§ **Consigne 1**: Dans le texte sur Sarah Moon, reprends le passage allant de « C’est par ces » jusqu'à « Elle, Harper’s Bazaar…). » inclus, en substituant « modèle » à « mannequin ».
§ **Consigne 2**: Prolonge le texte sur la photographe Sarah Moon au-delà de sa dernière phrase.

### Texte de lecture

C’est par ces mots, « Loulou ? – Oui, c’est moi ! », susurrés dans un spot publicitaire pour le parfum Cacharel, que la photographe Sarah Moon a marqué toute une génération. Tourné à la fin des années 80, le petit film hommage à l’actrice des années 30, Louise Brooks, résume assez bien l’univers cher à l’artiste : la féminité, la solitude, l’imaginaire et la mélancolie. De sa jeunesse passée en Angleterre, Sarah Moon, née en 1941 en France, a gardé une excentricité toute britannique. Elle débute comme mannequin, de 1960 à 1966, puis s’initie à la photographie en autodidacte. Dans le milieu de la mode des années 70 et 80, où ses homologues masculins sont légion, elle impose son propre style. Elle exécute des commandes pour des griffes prestigieuses (Dior, Yamamoto) et shoote pour de grands magazines de mode (Vogue, Elle, Harper’s Bazaar…).

######
### Informations extraites

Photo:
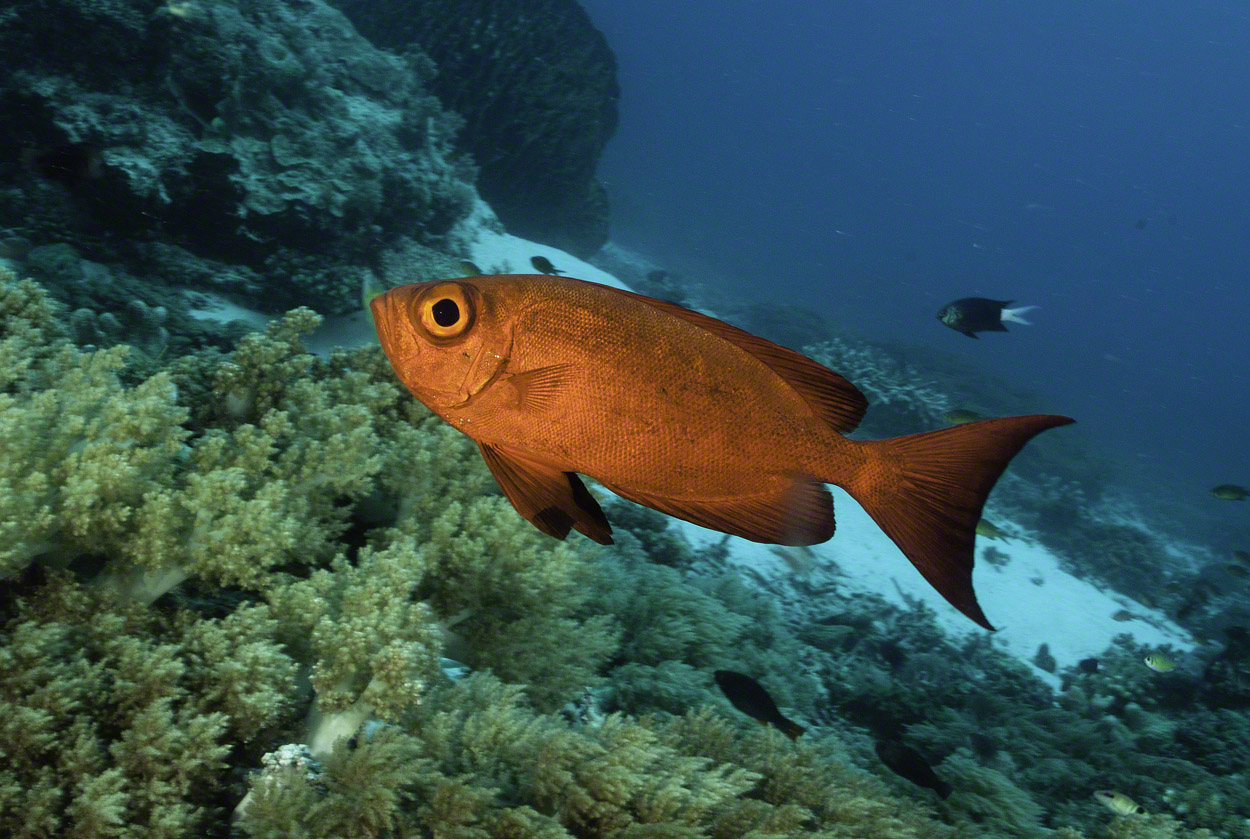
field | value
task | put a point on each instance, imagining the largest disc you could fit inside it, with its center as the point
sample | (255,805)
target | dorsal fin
(830,396)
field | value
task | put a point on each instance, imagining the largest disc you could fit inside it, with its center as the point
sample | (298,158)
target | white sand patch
(501,253)
(1071,617)
(206,305)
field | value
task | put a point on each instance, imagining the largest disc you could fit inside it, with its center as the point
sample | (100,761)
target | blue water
(874,160)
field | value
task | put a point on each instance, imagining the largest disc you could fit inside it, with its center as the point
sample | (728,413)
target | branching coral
(116,724)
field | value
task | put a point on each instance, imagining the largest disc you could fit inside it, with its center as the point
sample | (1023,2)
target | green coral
(115,723)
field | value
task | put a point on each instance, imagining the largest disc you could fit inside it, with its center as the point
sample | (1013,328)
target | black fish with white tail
(908,763)
(971,315)
(749,697)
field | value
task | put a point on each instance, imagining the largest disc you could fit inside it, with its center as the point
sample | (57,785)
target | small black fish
(971,315)
(1230,493)
(544,265)
(69,164)
(908,763)
(748,697)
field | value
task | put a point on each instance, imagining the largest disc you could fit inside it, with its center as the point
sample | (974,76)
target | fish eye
(445,310)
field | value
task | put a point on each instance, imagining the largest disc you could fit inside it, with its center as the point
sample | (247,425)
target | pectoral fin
(800,514)
(550,499)
(536,390)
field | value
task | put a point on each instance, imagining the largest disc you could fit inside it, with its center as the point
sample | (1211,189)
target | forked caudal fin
(1014,315)
(926,492)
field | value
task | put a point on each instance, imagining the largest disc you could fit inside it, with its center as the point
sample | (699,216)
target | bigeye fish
(971,315)
(749,697)
(1118,803)
(1160,663)
(1230,493)
(679,411)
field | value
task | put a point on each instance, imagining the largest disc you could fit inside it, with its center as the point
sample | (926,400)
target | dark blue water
(874,160)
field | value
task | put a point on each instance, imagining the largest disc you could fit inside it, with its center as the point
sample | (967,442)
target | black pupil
(445,313)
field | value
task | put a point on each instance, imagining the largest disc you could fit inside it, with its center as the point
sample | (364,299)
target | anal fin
(799,514)
(549,498)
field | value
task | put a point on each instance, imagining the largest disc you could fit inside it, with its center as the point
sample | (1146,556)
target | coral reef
(261,144)
(230,585)
(536,86)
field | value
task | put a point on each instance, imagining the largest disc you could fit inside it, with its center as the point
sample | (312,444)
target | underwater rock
(536,86)
(266,139)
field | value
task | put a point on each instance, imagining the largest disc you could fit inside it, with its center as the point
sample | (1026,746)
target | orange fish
(553,376)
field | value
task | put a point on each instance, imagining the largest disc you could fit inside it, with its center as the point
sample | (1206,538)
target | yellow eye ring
(445,311)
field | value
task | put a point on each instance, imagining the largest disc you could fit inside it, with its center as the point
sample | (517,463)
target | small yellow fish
(1119,803)
(960,415)
(1160,663)
(1230,493)
(988,530)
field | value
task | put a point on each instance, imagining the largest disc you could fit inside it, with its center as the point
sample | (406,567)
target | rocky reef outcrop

######

§ **Réponse rédigée 1**:
C’est par ces mots, « Loulou ? – Oui, c’est moi ! », susurrés dans un spot publicitaire pour le parfum Cacharel, que la photographe Sarah Moon a marqué toute une génération. Tourné à la fin des années 80, le petit film hommage à l’actrice des années 30, Louise Brooks, résume assez bien l’univers cher à l’artiste : la féminité, la solitude, l’imaginaire et la mélancolie. De sa jeunesse passée en Angleterre, Sarah Moon, née en 1941 en France, a gardé une excentricité toute britannique. Elle débute comme modèle, de 1960 à 1966, puis s’initie à la photographie en autodidacte. Dans le milieu de la mode des années 70 et 80, où ses homologues masculins sont légion, elle impose son propre style. Elle exécute des commandes pour des griffes prestigieuses (Dior, Yamamoto) et shoote pour de grands magazines de mode (Vogue, Elle, Harper’s Bazaar…).

§ **Réponse rédigée 2**:
Temps suspendu
Dès le début, la signature de Sarah Moon s’illustre par l’importance de la mise en scène, la construction d’une fiction et la multiplicité des procédés. Le parcours de l’exposition, non chronologique, oscille entre des époques et des sujets rythmés par ses réalisations cinématographiques. Les films Circuss (2002), Le Fil rouge (2005) ou Le Chaperon noir (2010), adaptations de contes populaires, sont des moments suspendus autour desquels les images s’organisent et s’animent. Fidèle en amitié comme en amour, Sarah Moon rend hommage à son compagnon, l’éditeur Robert Delpire, créateur des célèbres Photopoches, disparu en 2017. Photographies, affiches, livres et films restituent les projets du fondateur et directeur du Centre national de la photographie, de 1983 à 1996, dans une salle des collections permanentes du musée. La discrète et prolifique Sarah Moon poursuit seule ses recherches, accompagnée de son tireur historique pour ses sublimes épreuves en noir et blanc : le talentueux Patrick Toussaint.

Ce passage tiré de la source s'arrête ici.